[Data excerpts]
== == ==

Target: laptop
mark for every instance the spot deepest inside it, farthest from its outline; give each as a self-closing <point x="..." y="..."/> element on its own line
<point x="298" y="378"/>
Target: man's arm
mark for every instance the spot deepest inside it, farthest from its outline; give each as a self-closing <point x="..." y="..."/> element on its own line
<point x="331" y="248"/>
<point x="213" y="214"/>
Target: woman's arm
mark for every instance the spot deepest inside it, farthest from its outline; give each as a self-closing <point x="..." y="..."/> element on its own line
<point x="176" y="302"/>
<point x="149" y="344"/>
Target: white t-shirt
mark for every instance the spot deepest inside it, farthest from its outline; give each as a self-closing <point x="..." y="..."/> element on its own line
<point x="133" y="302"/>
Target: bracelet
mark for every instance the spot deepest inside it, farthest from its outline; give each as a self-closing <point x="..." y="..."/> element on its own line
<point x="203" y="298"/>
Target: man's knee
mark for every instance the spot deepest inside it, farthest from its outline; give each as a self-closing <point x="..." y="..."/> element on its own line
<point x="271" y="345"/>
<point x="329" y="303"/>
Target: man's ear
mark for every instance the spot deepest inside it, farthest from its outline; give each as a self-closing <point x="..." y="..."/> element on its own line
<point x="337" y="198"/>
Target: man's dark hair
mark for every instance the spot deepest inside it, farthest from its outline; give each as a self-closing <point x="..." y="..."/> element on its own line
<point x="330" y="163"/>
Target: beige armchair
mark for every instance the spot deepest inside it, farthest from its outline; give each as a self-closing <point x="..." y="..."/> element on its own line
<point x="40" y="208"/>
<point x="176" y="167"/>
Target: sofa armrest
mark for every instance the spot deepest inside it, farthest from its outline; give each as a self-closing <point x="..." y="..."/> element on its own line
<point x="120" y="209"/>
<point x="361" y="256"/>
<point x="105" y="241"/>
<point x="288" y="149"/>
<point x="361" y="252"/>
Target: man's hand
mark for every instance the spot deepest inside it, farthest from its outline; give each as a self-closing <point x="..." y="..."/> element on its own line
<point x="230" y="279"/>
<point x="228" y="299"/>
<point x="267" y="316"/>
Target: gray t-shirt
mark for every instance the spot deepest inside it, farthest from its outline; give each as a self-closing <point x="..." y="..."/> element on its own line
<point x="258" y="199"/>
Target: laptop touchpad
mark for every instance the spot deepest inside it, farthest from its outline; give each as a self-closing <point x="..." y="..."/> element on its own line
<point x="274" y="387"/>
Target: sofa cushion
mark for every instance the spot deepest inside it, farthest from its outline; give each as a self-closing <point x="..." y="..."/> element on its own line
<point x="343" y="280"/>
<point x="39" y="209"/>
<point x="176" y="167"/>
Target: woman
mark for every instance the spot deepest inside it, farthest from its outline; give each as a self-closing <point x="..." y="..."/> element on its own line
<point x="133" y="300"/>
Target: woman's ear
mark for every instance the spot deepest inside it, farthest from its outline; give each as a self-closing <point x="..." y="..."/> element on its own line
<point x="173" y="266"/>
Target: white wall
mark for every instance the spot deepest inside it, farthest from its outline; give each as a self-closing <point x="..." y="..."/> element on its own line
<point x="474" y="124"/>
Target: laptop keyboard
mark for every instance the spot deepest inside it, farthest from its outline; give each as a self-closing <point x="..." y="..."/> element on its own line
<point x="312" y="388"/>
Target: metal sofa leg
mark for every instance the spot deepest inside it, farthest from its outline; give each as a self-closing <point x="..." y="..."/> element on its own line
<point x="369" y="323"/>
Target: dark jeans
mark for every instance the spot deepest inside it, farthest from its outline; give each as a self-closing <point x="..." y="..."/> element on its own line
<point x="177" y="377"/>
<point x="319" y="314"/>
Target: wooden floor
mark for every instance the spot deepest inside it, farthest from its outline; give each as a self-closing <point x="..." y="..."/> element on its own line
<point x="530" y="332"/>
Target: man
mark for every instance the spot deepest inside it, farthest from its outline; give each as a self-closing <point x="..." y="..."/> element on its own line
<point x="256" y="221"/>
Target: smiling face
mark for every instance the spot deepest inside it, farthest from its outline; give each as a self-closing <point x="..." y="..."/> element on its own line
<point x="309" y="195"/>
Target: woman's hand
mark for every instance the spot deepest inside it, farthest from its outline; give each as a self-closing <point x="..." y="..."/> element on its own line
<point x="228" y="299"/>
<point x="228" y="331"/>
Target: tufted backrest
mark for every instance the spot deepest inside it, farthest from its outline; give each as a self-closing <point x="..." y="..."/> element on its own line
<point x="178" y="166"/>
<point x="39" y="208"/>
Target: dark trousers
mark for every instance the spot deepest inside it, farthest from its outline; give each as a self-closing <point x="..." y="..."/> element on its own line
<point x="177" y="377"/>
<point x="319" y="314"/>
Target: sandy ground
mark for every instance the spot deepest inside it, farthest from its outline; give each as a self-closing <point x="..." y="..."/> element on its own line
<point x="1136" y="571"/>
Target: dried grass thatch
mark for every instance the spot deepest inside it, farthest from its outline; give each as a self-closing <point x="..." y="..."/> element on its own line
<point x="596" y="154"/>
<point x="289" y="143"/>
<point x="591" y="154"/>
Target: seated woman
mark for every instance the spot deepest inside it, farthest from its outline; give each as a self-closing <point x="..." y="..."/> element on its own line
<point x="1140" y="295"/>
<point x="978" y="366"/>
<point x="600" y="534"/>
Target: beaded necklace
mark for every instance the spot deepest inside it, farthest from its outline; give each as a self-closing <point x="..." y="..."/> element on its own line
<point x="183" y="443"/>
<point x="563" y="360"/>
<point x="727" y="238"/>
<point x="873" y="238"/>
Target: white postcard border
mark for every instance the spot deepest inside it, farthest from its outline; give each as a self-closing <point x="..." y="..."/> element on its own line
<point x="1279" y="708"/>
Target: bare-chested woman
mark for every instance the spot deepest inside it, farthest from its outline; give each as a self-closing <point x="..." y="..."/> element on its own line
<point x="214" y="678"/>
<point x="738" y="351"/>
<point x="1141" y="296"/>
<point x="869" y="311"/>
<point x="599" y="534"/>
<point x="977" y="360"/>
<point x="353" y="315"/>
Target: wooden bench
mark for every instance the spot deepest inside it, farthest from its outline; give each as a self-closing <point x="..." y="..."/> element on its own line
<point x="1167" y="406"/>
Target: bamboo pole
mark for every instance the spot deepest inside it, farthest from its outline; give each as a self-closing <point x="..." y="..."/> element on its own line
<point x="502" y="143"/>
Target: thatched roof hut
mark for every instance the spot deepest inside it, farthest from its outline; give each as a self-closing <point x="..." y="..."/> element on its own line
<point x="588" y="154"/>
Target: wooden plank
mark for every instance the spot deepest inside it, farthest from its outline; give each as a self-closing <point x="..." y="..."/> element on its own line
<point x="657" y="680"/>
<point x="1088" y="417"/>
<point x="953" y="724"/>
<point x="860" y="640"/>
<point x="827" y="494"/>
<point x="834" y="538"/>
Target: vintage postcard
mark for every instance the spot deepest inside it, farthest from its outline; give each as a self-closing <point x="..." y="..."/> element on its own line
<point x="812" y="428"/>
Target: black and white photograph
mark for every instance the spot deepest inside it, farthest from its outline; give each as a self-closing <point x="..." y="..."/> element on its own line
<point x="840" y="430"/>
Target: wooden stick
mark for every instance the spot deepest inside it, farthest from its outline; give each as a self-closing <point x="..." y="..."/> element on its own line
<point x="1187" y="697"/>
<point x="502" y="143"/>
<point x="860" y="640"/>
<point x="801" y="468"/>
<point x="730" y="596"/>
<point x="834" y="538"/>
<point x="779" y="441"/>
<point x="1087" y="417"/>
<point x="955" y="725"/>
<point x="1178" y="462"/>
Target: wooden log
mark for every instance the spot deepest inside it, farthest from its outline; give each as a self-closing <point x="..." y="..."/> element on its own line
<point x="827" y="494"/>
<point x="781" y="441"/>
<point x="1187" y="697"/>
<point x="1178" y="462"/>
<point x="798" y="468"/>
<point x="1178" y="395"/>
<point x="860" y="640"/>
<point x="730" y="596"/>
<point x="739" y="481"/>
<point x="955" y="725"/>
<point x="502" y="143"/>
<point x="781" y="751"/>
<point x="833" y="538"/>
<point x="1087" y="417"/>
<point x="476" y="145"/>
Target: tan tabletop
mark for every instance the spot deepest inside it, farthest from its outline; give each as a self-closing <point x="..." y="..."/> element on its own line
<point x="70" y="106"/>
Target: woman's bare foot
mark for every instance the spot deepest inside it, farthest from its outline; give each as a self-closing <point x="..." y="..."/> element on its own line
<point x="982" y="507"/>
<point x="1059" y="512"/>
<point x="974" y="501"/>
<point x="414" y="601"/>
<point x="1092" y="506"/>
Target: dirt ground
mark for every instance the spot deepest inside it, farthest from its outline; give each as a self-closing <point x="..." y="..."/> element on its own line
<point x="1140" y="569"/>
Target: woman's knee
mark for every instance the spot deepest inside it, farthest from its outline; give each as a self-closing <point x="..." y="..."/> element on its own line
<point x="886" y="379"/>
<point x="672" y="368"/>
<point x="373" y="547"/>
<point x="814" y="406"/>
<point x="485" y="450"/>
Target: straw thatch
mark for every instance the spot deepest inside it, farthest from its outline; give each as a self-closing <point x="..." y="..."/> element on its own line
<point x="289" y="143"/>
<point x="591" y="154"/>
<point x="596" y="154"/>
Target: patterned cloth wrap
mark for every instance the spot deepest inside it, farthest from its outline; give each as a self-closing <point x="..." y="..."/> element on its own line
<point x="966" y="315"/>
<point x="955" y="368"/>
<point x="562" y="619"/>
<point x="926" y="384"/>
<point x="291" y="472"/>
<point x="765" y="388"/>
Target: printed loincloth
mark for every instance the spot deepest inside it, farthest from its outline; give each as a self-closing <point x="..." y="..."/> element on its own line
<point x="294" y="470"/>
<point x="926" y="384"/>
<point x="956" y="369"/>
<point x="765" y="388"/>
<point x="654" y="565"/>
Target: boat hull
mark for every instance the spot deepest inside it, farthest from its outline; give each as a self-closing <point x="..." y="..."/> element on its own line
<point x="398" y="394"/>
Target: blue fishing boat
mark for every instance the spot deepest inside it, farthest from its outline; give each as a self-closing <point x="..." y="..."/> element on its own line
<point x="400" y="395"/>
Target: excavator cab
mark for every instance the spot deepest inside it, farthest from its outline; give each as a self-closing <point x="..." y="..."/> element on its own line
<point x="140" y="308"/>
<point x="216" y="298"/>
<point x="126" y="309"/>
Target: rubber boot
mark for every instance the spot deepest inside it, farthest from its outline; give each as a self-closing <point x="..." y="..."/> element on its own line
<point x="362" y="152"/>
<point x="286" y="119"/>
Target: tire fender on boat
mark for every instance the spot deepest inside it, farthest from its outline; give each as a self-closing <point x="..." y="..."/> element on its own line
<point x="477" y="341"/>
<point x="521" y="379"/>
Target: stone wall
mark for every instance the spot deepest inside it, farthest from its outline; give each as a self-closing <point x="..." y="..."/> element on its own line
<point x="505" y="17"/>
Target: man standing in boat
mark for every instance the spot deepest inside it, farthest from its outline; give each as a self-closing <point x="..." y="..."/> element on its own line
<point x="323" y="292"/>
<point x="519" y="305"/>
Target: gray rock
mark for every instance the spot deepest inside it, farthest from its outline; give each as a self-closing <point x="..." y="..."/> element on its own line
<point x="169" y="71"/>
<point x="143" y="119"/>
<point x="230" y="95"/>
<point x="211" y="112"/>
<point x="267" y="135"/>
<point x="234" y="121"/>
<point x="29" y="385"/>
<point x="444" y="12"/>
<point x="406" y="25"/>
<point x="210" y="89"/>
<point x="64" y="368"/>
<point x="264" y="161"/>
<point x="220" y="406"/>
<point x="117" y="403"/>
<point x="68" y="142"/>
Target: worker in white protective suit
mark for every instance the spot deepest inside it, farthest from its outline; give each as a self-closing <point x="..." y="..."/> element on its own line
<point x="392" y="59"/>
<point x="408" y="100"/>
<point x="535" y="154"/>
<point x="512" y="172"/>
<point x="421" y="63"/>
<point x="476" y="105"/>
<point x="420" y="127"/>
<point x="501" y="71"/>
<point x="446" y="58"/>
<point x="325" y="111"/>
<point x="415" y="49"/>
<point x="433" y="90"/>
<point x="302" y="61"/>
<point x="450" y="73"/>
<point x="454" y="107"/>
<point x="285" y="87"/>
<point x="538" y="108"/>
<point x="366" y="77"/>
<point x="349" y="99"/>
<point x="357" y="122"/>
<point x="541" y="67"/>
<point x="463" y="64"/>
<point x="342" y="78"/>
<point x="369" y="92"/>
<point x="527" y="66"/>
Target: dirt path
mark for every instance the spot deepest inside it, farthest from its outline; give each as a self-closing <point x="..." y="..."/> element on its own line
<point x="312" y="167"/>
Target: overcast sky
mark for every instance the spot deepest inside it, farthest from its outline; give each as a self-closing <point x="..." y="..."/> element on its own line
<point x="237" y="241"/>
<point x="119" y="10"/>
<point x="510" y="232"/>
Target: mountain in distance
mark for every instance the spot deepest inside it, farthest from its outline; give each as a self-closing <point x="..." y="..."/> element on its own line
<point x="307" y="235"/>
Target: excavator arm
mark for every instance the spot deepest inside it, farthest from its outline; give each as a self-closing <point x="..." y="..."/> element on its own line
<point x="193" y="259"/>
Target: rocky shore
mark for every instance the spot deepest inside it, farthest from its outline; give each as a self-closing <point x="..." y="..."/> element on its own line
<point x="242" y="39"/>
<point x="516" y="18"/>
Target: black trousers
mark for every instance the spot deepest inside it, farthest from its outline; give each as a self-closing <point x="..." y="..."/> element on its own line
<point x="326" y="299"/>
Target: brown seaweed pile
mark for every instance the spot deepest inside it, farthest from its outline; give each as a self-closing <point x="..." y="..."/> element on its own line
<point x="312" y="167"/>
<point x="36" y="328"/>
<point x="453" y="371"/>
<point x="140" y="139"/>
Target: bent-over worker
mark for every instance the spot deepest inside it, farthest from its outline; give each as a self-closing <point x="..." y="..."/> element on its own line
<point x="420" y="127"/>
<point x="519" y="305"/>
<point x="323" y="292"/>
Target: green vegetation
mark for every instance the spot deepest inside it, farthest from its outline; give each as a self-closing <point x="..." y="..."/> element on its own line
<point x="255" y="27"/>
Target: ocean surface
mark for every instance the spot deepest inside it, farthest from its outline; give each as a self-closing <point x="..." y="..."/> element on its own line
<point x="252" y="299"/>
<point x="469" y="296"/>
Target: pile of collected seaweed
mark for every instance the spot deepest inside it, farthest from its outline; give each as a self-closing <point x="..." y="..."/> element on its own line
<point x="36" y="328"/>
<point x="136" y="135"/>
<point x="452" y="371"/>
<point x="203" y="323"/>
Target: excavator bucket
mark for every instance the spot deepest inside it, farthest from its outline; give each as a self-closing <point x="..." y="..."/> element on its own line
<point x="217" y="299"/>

== == ==

Return a word-for-word copy of the lines above from the one holding "Target: sofa armrest" through the one holding "Target: gray t-shirt", with both of them included and nothing besides.

▸ **Task answer**:
Target: sofa armrest
mark for every instance the spot deepest inside it, farthest from its outline; give each as a self-closing <point x="..." y="..."/> element on its own line
<point x="120" y="209"/>
<point x="361" y="256"/>
<point x="105" y="241"/>
<point x="288" y="149"/>
<point x="361" y="252"/>
Target: man's hand
mark for every instance the spot deepest inside it, farthest from its outline; give each as a self-closing <point x="..." y="..."/> element on its own line
<point x="230" y="279"/>
<point x="228" y="299"/>
<point x="267" y="316"/>
Target: gray t-shirt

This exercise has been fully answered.